# Brief 1
According to the memoir passage about the Lithuanian Gymnasium below, which three subjects did Kunigas Dėdinas teach?
# Brief 2
Reproduce the memoir passage about the Lithuanian Gymnasium from "The Gymnasium was" up to and including "from the candy.".
# Brief 3
Write the next part of the memoir passage about the Lithuanian Gymnasium, picking up after its final sentence.
━━ Quoted passage
The Gymnasium was a center for the Cold War Lithuanian underground but was also infiltrated with teachers and students reporting back to their handlers in Soviet Lithuania. Everyone knew who was on which side. But we all politely got along, nonetheless.

I remember Ponas Lukošius, a very tall, elderly journalist with snow white hair who had been involved in the anti-Soviet resistance, and who ran a sort of information news center out of the Gymnasium. Marytė and I would go see him to borrow newspapers and he would give us chocolate candies with polar bears on the foil wrapping. I was thin and always very hungry then, so I was grateful for the calories from the candy.

One time Andrius fooled the entire school into believing that the elderly Ponas Lukošius was taking a bride. An older woman came to our school from Berlin—was she a writer? I don't remember? Andrius put out a rumor that she was coming to marry our dear Ponas Lukošius. We formed a welcoming committee, when they arrived together in the director's car from the train station. We began planning their wedding ceremony in the school park, peppered them with questions about how they met, their relationship, and so on. We were all exasperated when we learned later it had been one big joke on us—a joke that lasted the entire day and into the evening.

The education I received in my two years at the Gymnasium could not be compared with the thorough private school educations students receive today. It was more a school that taught life lessons. However, one teacher who shaped my character was Kunigas Dėdinas, an elderly priest who survived World War II, operated a ham radio out of his bedroom, loved the opera and sometimes brought us along with him to Mannheim to "receive culture" at the opera. He was a strict and exacting teacher. If you were drowsy in his class, he'd make you go outside and run around the building three times as the rest of the class watched through the window as you ran. He taught three subjects: Religion, Politics, and Lithuanian. His lessons on Politics still influence me today. He taught he us to recognize the difference between "innen und aussen Politik"—domestic and global politics. In his class for the first time I watched films showing food waste in Europe as people went hungry. In Religion class he taught us about the seven dimensions and where the human mind ceases to comprehend rational thought and enters the realm of the spiritual. Every day at noon he would stop whatever he was doing, stand completely still, and pray for world peace.
━━━━
━━ Data under study
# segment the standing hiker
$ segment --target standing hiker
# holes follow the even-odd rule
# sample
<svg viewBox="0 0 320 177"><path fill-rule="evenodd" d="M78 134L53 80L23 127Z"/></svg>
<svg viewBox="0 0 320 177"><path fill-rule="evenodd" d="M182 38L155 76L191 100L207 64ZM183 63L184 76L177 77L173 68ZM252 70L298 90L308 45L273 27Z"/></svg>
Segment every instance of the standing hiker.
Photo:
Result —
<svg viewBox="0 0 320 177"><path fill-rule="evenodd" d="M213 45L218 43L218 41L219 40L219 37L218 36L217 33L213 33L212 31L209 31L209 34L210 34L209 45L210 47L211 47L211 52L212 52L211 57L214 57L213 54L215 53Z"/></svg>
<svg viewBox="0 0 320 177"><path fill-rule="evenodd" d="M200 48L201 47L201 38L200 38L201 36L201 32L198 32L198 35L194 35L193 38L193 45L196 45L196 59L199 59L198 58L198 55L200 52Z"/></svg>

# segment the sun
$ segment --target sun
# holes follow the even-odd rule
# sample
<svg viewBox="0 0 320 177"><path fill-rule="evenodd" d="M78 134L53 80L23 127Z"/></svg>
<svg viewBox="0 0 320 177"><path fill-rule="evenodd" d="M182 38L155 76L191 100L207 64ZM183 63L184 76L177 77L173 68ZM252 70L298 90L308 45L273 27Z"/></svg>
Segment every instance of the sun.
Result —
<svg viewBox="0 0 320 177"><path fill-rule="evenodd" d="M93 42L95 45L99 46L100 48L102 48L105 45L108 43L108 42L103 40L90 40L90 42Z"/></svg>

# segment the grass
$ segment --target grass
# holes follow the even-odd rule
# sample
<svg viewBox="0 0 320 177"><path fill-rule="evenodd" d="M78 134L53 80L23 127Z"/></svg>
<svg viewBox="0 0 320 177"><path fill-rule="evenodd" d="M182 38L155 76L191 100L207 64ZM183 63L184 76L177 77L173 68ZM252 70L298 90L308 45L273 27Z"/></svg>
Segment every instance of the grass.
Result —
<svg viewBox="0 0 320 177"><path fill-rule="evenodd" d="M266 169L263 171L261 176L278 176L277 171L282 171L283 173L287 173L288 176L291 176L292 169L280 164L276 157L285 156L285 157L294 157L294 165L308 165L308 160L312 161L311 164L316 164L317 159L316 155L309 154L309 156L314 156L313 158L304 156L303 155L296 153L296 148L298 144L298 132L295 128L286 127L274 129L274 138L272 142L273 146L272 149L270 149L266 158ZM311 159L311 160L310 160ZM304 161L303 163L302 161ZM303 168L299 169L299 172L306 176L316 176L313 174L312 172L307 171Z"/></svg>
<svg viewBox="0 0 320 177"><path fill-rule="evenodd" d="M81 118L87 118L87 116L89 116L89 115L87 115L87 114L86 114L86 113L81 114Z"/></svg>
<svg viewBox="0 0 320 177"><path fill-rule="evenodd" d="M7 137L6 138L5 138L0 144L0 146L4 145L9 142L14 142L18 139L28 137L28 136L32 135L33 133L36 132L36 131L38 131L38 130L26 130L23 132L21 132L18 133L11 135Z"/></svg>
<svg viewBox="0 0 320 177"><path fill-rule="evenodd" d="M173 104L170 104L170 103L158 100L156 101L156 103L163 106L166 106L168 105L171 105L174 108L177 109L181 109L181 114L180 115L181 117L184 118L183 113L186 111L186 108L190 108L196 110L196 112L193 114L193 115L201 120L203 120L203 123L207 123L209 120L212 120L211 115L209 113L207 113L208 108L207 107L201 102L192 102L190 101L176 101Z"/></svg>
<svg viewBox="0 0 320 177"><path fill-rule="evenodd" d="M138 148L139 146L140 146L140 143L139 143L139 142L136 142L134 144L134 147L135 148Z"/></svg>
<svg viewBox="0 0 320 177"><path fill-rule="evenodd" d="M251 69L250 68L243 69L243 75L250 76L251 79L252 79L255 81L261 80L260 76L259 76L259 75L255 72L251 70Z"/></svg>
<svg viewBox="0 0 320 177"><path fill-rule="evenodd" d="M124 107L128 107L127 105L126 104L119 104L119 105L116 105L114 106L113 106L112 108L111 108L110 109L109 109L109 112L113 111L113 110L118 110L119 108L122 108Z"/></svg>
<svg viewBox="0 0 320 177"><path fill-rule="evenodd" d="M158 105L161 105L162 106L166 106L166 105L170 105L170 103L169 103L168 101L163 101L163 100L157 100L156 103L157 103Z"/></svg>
━━━━
# Task output 1
Religion, Politics, and Lithuanian.

# Task output 2
The Gymnasium was a center for the Cold War Lithuanian underground but was also infiltrated with teachers and students reporting back to their handlers in Soviet Lithuania. Everyone knew who was on which side. But we all politely got along, nonetheless.

I remember Ponas Lukošius, a very tall, elderly journalist with snow white hair who had been involved in the anti-Soviet resistance, and who ran a sort of information news center out of the Gymnasium. Marytė and I would go see him to borrow newspapers and he would give us chocolate candies with polar bears on the foil wrapping. I was thin and always very hungry then, so I was grateful for the calories from the candy.

# Task output 3
One day we came to class and Dėdinas told us to sit down and write our parents a letter wishing them a good death. Immediately, the German students were in an uproar. Only a few decades had passed since World War II and in Germany then it was a matter of national priority to teach young people to think for themselves and to argue their opinion. And so we did, we argued all time with our teachers and with each other.

Dėdinas listened patiently until we exhausted all our arguments. Then he explained that in the Catholic tradition wishing another a good death was the kindest and most merciful blessing one could give.

Then we understood.

There are so many more memories I could reach back and bring to life in this remembrance. Like the time we decided to have a protest (why we didn't know) and camp out in the hallway instead of going to class and sing protest songs. On that very day, by coincidence, the state school inspector paid an unexpected visit. After the inspector left, Andrius came out into the hallway, where we were all sprawled on the floor, someone strumming a guitar, the rest of us singing protest songs.

He said to us in a calm voice: "You have lost the privilege to address me as Andrius. From now on, I am Herr Schmidt." Then he turned and returned to his office.

Nothing more needed to be said.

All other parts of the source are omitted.